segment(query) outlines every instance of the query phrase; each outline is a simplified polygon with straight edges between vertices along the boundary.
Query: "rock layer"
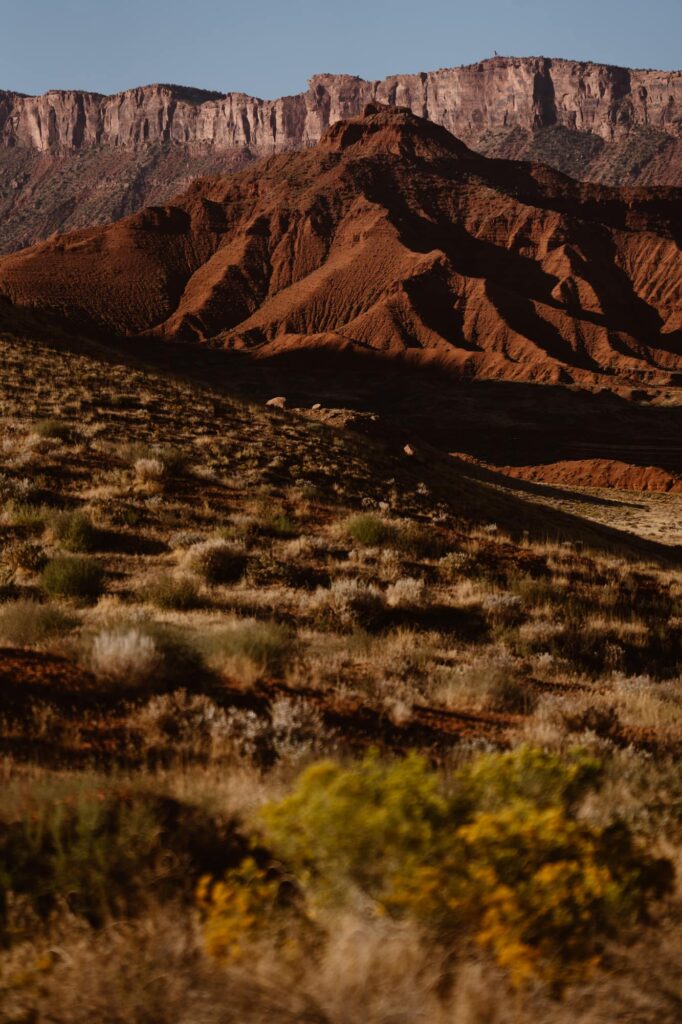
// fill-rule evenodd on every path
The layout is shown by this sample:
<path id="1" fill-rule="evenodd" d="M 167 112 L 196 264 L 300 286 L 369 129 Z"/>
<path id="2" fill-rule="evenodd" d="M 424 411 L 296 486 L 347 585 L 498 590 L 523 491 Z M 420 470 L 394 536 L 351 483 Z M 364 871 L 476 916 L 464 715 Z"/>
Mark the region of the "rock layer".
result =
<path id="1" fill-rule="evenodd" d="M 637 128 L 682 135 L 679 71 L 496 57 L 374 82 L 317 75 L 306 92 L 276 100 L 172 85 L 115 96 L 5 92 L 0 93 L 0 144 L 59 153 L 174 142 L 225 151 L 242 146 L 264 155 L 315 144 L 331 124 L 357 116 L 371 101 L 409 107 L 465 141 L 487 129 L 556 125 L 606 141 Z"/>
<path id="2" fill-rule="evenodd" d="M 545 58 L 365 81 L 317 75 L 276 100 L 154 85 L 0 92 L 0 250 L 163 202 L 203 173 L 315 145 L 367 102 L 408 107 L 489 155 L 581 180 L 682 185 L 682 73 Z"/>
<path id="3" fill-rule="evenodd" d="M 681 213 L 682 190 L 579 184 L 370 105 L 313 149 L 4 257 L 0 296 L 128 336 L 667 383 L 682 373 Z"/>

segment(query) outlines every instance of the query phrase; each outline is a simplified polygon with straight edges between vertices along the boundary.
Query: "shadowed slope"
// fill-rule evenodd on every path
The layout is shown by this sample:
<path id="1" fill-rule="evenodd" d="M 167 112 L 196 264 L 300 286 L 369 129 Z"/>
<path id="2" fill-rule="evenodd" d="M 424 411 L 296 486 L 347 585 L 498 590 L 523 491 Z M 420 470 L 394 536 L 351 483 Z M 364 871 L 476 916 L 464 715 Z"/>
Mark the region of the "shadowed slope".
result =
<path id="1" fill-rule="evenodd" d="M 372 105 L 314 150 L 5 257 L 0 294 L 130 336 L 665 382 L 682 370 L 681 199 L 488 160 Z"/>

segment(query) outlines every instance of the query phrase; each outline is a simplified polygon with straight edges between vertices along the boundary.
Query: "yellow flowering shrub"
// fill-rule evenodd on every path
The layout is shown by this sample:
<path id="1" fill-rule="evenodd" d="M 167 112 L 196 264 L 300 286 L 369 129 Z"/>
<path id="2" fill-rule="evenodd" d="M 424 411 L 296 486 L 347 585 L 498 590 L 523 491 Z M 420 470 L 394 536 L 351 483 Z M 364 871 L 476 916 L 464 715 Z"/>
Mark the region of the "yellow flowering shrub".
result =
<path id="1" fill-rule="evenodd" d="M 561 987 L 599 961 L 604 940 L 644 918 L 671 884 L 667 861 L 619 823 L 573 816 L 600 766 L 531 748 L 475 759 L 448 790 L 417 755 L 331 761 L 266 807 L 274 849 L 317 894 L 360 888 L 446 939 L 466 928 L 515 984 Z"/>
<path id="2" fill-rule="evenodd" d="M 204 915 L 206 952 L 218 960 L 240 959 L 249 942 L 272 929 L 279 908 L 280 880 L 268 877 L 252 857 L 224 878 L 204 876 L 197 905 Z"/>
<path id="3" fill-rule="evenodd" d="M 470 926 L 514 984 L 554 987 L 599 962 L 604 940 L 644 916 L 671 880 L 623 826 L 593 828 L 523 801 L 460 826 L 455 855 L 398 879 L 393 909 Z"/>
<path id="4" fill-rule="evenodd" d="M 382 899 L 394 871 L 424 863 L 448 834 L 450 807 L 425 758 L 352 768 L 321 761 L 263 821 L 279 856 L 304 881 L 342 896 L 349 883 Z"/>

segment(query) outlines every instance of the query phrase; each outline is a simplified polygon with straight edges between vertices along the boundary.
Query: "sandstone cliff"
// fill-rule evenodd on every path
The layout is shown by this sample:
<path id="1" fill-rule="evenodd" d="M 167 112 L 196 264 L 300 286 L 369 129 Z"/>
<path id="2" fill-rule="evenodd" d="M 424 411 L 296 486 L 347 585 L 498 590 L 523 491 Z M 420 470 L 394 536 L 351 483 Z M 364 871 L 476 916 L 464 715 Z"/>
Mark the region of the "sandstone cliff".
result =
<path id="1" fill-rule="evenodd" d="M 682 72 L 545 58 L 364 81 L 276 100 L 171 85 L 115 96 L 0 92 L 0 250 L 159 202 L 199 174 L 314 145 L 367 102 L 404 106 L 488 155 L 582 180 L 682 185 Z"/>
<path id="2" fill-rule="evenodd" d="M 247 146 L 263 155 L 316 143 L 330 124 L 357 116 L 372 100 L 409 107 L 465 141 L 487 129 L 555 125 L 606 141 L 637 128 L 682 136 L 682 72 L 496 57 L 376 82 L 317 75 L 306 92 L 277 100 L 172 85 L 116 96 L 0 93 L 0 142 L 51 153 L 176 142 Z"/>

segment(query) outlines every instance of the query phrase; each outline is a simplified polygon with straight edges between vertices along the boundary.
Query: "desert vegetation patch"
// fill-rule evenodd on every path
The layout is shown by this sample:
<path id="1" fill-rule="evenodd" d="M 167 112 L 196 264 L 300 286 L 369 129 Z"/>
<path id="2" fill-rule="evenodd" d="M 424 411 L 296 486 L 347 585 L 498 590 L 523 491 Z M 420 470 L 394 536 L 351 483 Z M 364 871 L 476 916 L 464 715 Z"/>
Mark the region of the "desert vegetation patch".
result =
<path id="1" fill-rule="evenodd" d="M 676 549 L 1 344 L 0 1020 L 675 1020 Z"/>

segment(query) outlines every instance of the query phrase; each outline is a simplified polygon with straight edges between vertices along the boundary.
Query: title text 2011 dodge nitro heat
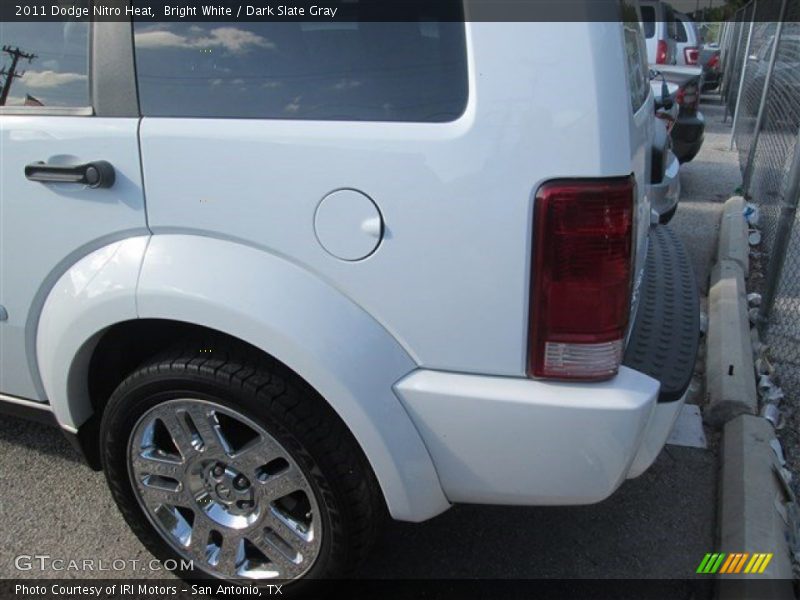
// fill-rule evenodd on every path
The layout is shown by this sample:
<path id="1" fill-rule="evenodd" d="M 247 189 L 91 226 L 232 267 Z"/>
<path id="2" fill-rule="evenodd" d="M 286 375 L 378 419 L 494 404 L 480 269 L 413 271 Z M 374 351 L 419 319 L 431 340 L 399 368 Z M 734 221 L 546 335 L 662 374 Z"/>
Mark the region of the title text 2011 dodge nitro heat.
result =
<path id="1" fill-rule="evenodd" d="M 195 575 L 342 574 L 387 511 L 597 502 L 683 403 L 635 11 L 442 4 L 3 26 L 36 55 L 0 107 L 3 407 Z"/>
◇ ◇ ◇ ◇ ◇ ◇ ◇
**Work order**
Retype every entry word for word, but do not carry over the pictures.

**Response area**
segment(query) outlines every instance of the query phrase; each outline is a simplified polygon with straight edges between vertices along the boundary.
Query: "rock layer"
// fill-rule evenodd on every path
The layout is shown by this sample:
<path id="1" fill-rule="evenodd" d="M 167 112 L 196 264 L 300 286 L 369 129 Z"/>
<path id="2" fill-rule="evenodd" d="M 424 411 L 296 486 L 347 585 L 498 590 L 523 491 Z M 420 470 L 394 536 L 351 483 Z M 364 871 L 476 916 L 464 715 Z"/>
Mark the region of the "rock layer".
result =
<path id="1" fill-rule="evenodd" d="M 637 128 L 682 135 L 679 71 L 496 57 L 374 82 L 317 75 L 306 92 L 276 100 L 172 85 L 115 96 L 5 92 L 0 93 L 0 144 L 59 153 L 174 142 L 225 151 L 242 146 L 264 155 L 315 144 L 331 124 L 357 116 L 371 101 L 409 107 L 465 141 L 487 129 L 556 125 L 606 141 Z"/>
<path id="2" fill-rule="evenodd" d="M 545 58 L 365 81 L 317 75 L 276 100 L 154 85 L 0 92 L 0 250 L 163 202 L 203 173 L 315 145 L 367 102 L 408 107 L 489 155 L 581 180 L 682 185 L 682 73 Z"/>
<path id="3" fill-rule="evenodd" d="M 681 213 L 682 190 L 579 184 L 370 105 L 313 149 L 4 257 L 0 296 L 128 336 L 667 383 L 682 373 Z"/>

segment(query) outlines every instance of the query phrase; each outline is a simplified polygon with straight edges between vertices along the boundary.
Query: "shadowed slope"
// fill-rule evenodd on every path
The layout is shown by this sample:
<path id="1" fill-rule="evenodd" d="M 167 112 L 196 264 L 300 286 L 369 129 Z"/>
<path id="2" fill-rule="evenodd" d="M 424 411 L 296 486 L 347 585 L 498 590 L 523 491 Z M 420 470 L 394 536 L 351 483 Z M 364 871 L 476 916 L 464 715 Z"/>
Mark the region of the "shadowed slope".
result =
<path id="1" fill-rule="evenodd" d="M 372 105 L 314 150 L 5 257 L 0 294 L 130 336 L 665 382 L 682 370 L 681 199 L 488 160 Z"/>

segment(query) outlines every instance of the query phrase; each outline is a simplified polygon with straight edges between vertices along the boundary.
Query: "yellow flowering shrub"
// fill-rule evenodd on every path
The layout is shown by this sample:
<path id="1" fill-rule="evenodd" d="M 167 112 L 196 264 L 300 286 L 369 129 Z"/>
<path id="2" fill-rule="evenodd" d="M 424 411 L 296 486 L 347 585 L 498 590 L 523 491 Z M 420 470 L 394 536 L 351 483 Z M 364 871 L 476 916 L 464 715 Z"/>
Mark the region of the "yellow flowering shrub".
result =
<path id="1" fill-rule="evenodd" d="M 561 987 L 599 961 L 604 940 L 644 918 L 671 884 L 667 861 L 619 823 L 573 816 L 600 766 L 531 748 L 475 759 L 448 790 L 417 755 L 331 761 L 266 807 L 274 849 L 317 894 L 360 888 L 446 939 L 466 928 L 515 984 Z"/>
<path id="2" fill-rule="evenodd" d="M 204 915 L 206 952 L 218 960 L 240 959 L 249 942 L 272 929 L 279 908 L 280 880 L 268 877 L 252 857 L 224 878 L 204 876 L 197 905 Z"/>
<path id="3" fill-rule="evenodd" d="M 470 926 L 514 984 L 554 987 L 599 962 L 604 940 L 644 916 L 671 880 L 623 826 L 593 828 L 523 801 L 460 826 L 455 855 L 398 879 L 393 909 Z"/>
<path id="4" fill-rule="evenodd" d="M 382 899 L 394 871 L 424 863 L 448 834 L 450 807 L 425 758 L 352 768 L 321 761 L 263 821 L 279 856 L 304 881 L 342 896 L 349 883 Z"/>

segment(query) outlines every instance of the query phrase; each outline is a simplified polygon with straight edges between vertices along the boundary.
Query: "sandstone cliff"
// fill-rule evenodd on every path
The layout is shown by this sample:
<path id="1" fill-rule="evenodd" d="M 167 112 L 196 264 L 300 286 L 369 129 Z"/>
<path id="2" fill-rule="evenodd" d="M 424 411 L 296 486 L 347 585 L 498 590 L 523 491 Z M 420 470 L 394 536 L 351 483 Z M 364 871 L 476 916 L 464 715 Z"/>
Mark the region of the "sandstone cliff".
result =
<path id="1" fill-rule="evenodd" d="M 682 72 L 545 58 L 364 81 L 276 100 L 171 85 L 115 96 L 0 92 L 0 250 L 159 202 L 199 174 L 314 145 L 367 102 L 404 106 L 488 155 L 582 180 L 682 185 Z"/>
<path id="2" fill-rule="evenodd" d="M 247 146 L 263 155 L 316 143 L 330 124 L 357 116 L 372 100 L 409 107 L 465 141 L 487 129 L 555 125 L 606 141 L 637 128 L 682 136 L 682 72 L 496 57 L 376 82 L 317 75 L 306 92 L 277 100 L 172 85 L 116 96 L 0 93 L 0 142 L 51 153 L 176 142 Z"/>

segment(query) outlines every instance of the query phrase; each outline is a simplified polygon with straight edges between vertices along the boundary.
Query: "desert vegetation patch"
// fill-rule evenodd on every path
The layout is shown by this sample:
<path id="1" fill-rule="evenodd" d="M 167 112 L 196 264 L 300 286 L 369 129 Z"/>
<path id="2" fill-rule="evenodd" d="M 424 411 L 296 486 L 347 585 L 498 590 L 523 491 Z M 420 470 L 394 536 L 351 483 Z M 364 871 L 476 916 L 464 715 Z"/>
Mark the region of the "desert vegetation patch".
result =
<path id="1" fill-rule="evenodd" d="M 676 549 L 1 344 L 0 1020 L 675 1020 Z"/>

segment(query) outlines every instance of the query phrase; each outline is a simplified polygon with straight edges between vertices along the boundary.
Query: title text 2011 dodge nitro heat
// fill-rule evenodd on every path
The layout is shown by this sample:
<path id="1" fill-rule="evenodd" d="M 247 189 L 91 226 L 232 267 Z"/>
<path id="2" fill-rule="evenodd" d="M 286 375 L 378 419 L 494 404 L 480 269 L 413 271 Z M 374 351 L 419 319 L 431 340 L 399 368 Z M 734 221 L 546 335 L 662 374 Z"/>
Mark the region of the title text 2011 dodge nitro heat.
result =
<path id="1" fill-rule="evenodd" d="M 195 575 L 342 574 L 387 511 L 597 502 L 683 403 L 635 11 L 442 4 L 3 26 L 36 55 L 0 107 L 3 407 Z"/>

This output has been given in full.